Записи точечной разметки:
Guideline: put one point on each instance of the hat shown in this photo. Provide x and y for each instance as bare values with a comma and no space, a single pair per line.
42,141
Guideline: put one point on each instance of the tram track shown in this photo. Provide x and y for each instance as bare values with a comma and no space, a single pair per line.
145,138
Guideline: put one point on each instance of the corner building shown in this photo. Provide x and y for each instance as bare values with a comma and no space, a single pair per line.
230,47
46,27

==

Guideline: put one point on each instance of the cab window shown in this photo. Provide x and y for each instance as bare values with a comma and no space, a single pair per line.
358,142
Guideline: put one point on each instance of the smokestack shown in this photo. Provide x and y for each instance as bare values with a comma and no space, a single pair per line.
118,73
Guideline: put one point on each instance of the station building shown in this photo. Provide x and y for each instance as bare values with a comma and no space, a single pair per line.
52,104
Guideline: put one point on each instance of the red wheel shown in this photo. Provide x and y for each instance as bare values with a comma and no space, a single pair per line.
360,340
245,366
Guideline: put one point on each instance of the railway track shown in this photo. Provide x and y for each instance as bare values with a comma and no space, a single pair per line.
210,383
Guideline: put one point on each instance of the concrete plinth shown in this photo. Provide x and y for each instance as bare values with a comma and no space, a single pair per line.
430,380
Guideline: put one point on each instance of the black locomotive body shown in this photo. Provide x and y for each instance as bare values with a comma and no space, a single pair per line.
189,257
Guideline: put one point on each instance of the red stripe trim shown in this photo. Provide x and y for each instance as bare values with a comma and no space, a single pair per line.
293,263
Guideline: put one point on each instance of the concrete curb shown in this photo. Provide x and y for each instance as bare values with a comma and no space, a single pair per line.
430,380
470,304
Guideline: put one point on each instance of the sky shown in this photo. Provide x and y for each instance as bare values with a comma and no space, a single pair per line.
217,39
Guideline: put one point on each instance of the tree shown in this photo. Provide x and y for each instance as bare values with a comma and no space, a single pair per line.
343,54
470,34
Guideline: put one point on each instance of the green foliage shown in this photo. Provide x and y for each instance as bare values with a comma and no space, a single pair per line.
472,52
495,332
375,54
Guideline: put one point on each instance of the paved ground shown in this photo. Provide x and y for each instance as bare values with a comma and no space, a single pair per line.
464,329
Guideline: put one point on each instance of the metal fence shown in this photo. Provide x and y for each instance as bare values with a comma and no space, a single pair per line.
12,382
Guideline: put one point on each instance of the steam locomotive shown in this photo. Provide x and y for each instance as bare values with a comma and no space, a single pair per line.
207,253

ОПИСАНИЕ ЗАДАНИЯ — Подсчитайте строки приведенного выше материала, в которых встречается слово «track», с учетом регистра. В ответе укажите только число.

ИТОГОВЫЙ РЕЗУЛЬТАТ — 2